• [Text to read]
________________________________________

Weary of the small, crowded visual space on your smart phone when controlling your DJI drone? If you're looking to take your drone photographs to the next level, consider the Lekufee Bracket Mount for DJI drones coupled with a larger tablet display screen.
The reality of done photography is that you aren't behind the camera–not literally anyway. You're looking at a screen as much as a quarter of a mile away. While a smartphone provides a reasonable approximation of the drone camera image, it's also carrying a great deal of information. Using a larger tablet that you may already have is an affordable way to improve your drone photos.
The Photographer and Gear Synergy
Have you ever attended a corporate retreat or team-building exercise for your job? Or maybe it happened to you at freshman orientation. Organizers of such events like to traipse out into the woods, away from traffic, cell phone towers, and other distractions. You stand awkwardly with people you barely know–or only know from the office. The organizer gives your group a seemingly meaningless task, like building a pyramid of stones. Then you're given some arbitrary rules to accompany this task, like half of your group can only lift the blue rocks and half of you can only lift the red rocks or some such foolishness.
You might remember these activities as utter nonsense. You're right, the task and the rules are nonsense, of a sort. But they serve as a catalyst. A backwoods visual McGuffin to motivate your co-workers or classmates to accomplish a goal. The result is not a geometrically awe-inspiring rock pyramid to end all rock pyramids. The goal is the cooperation itself. The pyramid is just a visual reminder of the lesson that cooperation, fueled by communication, leads to better results than an individual could accomplish alone.
At least, I hope that's the lesson. Maybe somebody in your HR department has a cousin in the rock pyramid business. The word in the business world is synergy. It describes streams of operations that, when combined, yield better results for the organization as a whole.

________________________________________

• [Requirement 1] Decide whether each statement agrees with the text about drone photography, answering yes or no and quoting the words of the text that settle it: (a) a smartphone screen carries a great deal of information; (b) the screen may be as much as a mile from the drone; (c) the goal of the rock pyramid exercise is the pyramid itself.

• [Data for processing]
________________________________________

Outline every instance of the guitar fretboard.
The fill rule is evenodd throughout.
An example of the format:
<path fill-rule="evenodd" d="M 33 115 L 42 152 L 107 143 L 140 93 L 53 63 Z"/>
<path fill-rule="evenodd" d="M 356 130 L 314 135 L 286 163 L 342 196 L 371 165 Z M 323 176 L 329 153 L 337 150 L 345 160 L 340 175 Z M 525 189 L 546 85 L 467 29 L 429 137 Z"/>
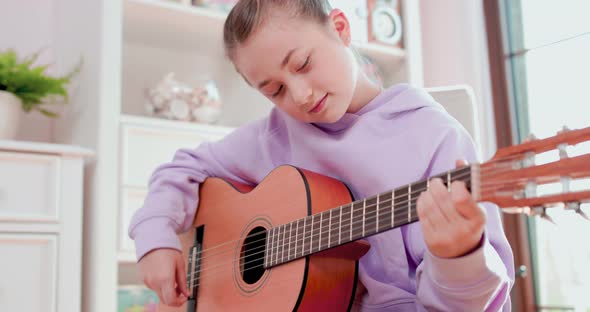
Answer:
<path fill-rule="evenodd" d="M 471 188 L 471 166 L 437 176 L 447 187 Z M 270 268 L 418 221 L 416 200 L 433 177 L 314 214 L 267 231 L 264 266 Z"/>

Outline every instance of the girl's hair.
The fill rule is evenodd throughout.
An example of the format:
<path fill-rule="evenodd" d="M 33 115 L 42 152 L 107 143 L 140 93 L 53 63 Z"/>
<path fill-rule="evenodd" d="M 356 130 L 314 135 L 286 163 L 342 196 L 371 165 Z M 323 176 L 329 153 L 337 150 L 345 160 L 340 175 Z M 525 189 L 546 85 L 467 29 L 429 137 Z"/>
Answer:
<path fill-rule="evenodd" d="M 328 21 L 327 0 L 240 0 L 232 8 L 223 27 L 225 53 L 233 59 L 235 48 L 246 41 L 265 21 L 270 10 L 286 10 L 292 17 L 305 18 L 319 24 Z"/>
<path fill-rule="evenodd" d="M 303 18 L 325 25 L 328 23 L 332 7 L 328 0 L 239 0 L 229 12 L 223 26 L 225 53 L 230 60 L 234 60 L 236 47 L 244 43 L 264 23 L 272 10 L 286 10 L 293 18 Z M 372 62 L 355 48 L 351 47 L 351 51 L 363 73 L 381 85 L 378 69 L 370 69 L 373 66 Z"/>

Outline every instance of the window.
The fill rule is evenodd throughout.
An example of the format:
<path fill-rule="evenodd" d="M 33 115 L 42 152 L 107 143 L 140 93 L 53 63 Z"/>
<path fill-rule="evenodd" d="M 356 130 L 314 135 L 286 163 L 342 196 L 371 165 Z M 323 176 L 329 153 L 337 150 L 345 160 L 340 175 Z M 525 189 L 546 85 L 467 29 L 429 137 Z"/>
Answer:
<path fill-rule="evenodd" d="M 491 36 L 490 66 L 504 68 L 492 73 L 494 102 L 501 115 L 497 118 L 511 118 L 512 143 L 522 142 L 529 133 L 544 138 L 563 126 L 590 126 L 590 1 L 495 2 L 488 3 L 485 12 Z M 500 34 L 501 44 L 494 34 Z M 504 111 L 498 103 L 503 99 Z M 590 152 L 589 145 L 572 148 L 570 157 Z M 539 155 L 536 160 L 551 161 L 556 154 Z M 590 180 L 574 181 L 571 188 L 588 190 Z M 537 193 L 561 189 L 561 184 L 555 184 Z M 590 214 L 590 206 L 582 205 L 582 210 Z M 590 221 L 564 209 L 549 209 L 548 214 L 556 225 L 526 219 L 535 308 L 590 312 Z"/>

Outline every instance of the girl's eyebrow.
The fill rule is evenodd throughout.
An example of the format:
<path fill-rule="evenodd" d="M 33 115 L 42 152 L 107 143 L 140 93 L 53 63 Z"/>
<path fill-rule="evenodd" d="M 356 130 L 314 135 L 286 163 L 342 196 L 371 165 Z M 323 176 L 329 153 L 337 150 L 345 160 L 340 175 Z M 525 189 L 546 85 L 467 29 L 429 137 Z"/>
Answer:
<path fill-rule="evenodd" d="M 297 51 L 299 48 L 295 48 L 295 49 L 291 49 L 287 55 L 285 56 L 285 58 L 283 59 L 283 61 L 281 62 L 281 69 L 283 69 L 288 63 L 289 63 L 289 59 L 291 58 L 291 55 Z M 268 83 L 270 82 L 270 80 L 264 80 L 263 82 L 258 84 L 258 89 L 262 89 L 264 86 L 266 86 Z"/>

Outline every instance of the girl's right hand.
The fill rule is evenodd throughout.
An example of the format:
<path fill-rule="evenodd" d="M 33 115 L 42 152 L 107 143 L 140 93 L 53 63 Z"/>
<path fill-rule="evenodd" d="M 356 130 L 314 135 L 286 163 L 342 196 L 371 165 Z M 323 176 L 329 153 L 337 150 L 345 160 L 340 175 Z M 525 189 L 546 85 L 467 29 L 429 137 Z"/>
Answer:
<path fill-rule="evenodd" d="M 163 304 L 178 307 L 186 302 L 189 292 L 180 251 L 155 249 L 143 256 L 138 265 L 143 283 L 156 292 Z"/>

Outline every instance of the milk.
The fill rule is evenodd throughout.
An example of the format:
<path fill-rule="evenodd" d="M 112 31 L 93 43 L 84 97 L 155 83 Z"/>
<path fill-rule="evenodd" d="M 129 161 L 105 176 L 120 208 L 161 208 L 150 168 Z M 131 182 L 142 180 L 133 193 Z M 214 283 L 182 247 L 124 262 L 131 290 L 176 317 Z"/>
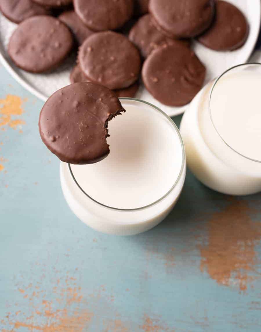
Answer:
<path fill-rule="evenodd" d="M 182 119 L 189 167 L 204 184 L 222 193 L 240 195 L 261 190 L 259 66 L 239 66 L 214 86 L 209 83 Z"/>
<path fill-rule="evenodd" d="M 186 167 L 171 120 L 145 103 L 121 101 L 126 112 L 109 123 L 109 155 L 95 164 L 71 165 L 70 170 L 62 163 L 61 178 L 68 203 L 84 222 L 101 231 L 129 235 L 151 228 L 169 212 Z"/>

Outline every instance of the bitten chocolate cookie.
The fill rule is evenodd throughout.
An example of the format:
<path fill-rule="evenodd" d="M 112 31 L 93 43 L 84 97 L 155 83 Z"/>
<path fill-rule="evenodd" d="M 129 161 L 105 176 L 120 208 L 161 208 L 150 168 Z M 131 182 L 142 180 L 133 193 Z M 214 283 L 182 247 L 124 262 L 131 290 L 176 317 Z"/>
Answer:
<path fill-rule="evenodd" d="M 149 9 L 162 31 L 173 38 L 203 32 L 214 16 L 214 0 L 150 0 Z"/>
<path fill-rule="evenodd" d="M 149 11 L 149 0 L 134 0 L 134 14 L 136 16 L 141 16 L 147 14 Z"/>
<path fill-rule="evenodd" d="M 74 0 L 83 23 L 96 31 L 117 30 L 131 18 L 134 0 Z"/>
<path fill-rule="evenodd" d="M 184 46 L 160 47 L 144 62 L 142 78 L 149 91 L 163 104 L 180 106 L 201 89 L 206 69 L 195 53 Z"/>
<path fill-rule="evenodd" d="M 8 20 L 19 23 L 31 16 L 50 15 L 49 9 L 33 2 L 31 0 L 1 0 L 0 10 Z"/>
<path fill-rule="evenodd" d="M 72 84 L 80 82 L 90 82 L 83 73 L 79 65 L 73 68 L 70 76 L 71 83 Z M 113 90 L 119 98 L 120 97 L 132 98 L 135 96 L 139 89 L 139 83 L 136 82 L 128 88 Z"/>
<path fill-rule="evenodd" d="M 58 18 L 70 28 L 79 45 L 81 45 L 94 33 L 84 24 L 74 10 L 64 12 L 59 15 Z"/>
<path fill-rule="evenodd" d="M 215 3 L 214 22 L 198 40 L 207 47 L 217 51 L 238 48 L 245 43 L 248 35 L 249 28 L 245 17 L 232 4 L 221 0 Z"/>
<path fill-rule="evenodd" d="M 108 121 L 125 111 L 117 96 L 93 83 L 63 88 L 47 100 L 40 114 L 43 143 L 62 161 L 91 164 L 109 152 Z"/>
<path fill-rule="evenodd" d="M 112 31 L 94 34 L 80 47 L 82 70 L 92 82 L 111 89 L 127 88 L 138 80 L 138 50 L 128 39 Z"/>
<path fill-rule="evenodd" d="M 54 8 L 68 6 L 73 2 L 73 0 L 32 0 L 35 3 L 41 6 Z"/>
<path fill-rule="evenodd" d="M 144 58 L 159 46 L 181 44 L 189 47 L 190 44 L 189 40 L 178 40 L 167 37 L 155 28 L 149 14 L 139 20 L 130 32 L 129 39 L 139 48 Z"/>
<path fill-rule="evenodd" d="M 8 45 L 11 59 L 19 67 L 33 73 L 56 68 L 68 55 L 73 38 L 68 28 L 51 16 L 34 16 L 20 23 Z"/>

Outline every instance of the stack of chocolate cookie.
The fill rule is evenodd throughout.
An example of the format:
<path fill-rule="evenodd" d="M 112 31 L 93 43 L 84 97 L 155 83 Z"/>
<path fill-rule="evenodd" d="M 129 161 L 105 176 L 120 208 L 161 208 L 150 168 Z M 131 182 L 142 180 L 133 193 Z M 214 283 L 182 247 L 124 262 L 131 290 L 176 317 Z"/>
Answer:
<path fill-rule="evenodd" d="M 190 48 L 192 39 L 231 51 L 248 34 L 243 14 L 222 0 L 1 0 L 0 9 L 19 24 L 8 51 L 22 69 L 54 70 L 79 47 L 72 83 L 132 97 L 141 72 L 151 94 L 173 106 L 189 102 L 204 83 L 206 68 Z"/>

________________________________________

• [Requirement 2] Reproduce word for word the lines of the listing from the line containing "Outline every instance of the girl's right" up to and including the line containing "186 167 L 171", leaving out any pictures.

• [Response 1]
(a) Yes: "it's also carrying a great deal of information."
(b) No: "You're looking at a screen as much as a quarter of a mile away."
(c) No: "The goal is the cooperation itself."

• [Response 2]
Outline every instance of the girl's right hand.
The fill rule is evenodd throughout.
An example of the format:
<path fill-rule="evenodd" d="M 33 115 L 42 152 L 107 143 L 140 93 L 53 63 Z"/>
<path fill-rule="evenodd" d="M 356 130 L 314 135 L 286 163 L 342 196 L 371 165 Z M 323 176 L 329 153 L 337 150 L 345 160 L 340 175 Z M 525 189 L 546 85 L 467 29 L 429 137 Z"/>
Answer:
<path fill-rule="evenodd" d="M 163 304 L 178 307 L 186 302 L 189 292 L 180 251 L 155 249 L 143 256 L 138 265 L 143 283 L 156 292 Z"/>

Outline every instance of the milk.
The fill rule is evenodd throughout.
An example of the format:
<path fill-rule="evenodd" d="M 112 31 L 93 43 L 84 97 L 155 83 Z"/>
<path fill-rule="evenodd" d="M 129 161 L 105 176 L 120 208 L 161 208 L 150 168 Z M 131 182 L 142 180 L 133 193 Z M 214 283 L 182 247 L 124 262 L 131 290 L 176 317 Z"/>
Answer:
<path fill-rule="evenodd" d="M 182 119 L 189 167 L 204 184 L 222 193 L 240 195 L 261 190 L 259 66 L 239 66 L 214 86 L 209 83 Z"/>
<path fill-rule="evenodd" d="M 186 167 L 171 120 L 145 103 L 121 101 L 126 112 L 109 123 L 109 155 L 95 164 L 71 165 L 70 170 L 62 163 L 61 178 L 68 203 L 84 222 L 101 231 L 129 235 L 151 228 L 169 212 Z"/>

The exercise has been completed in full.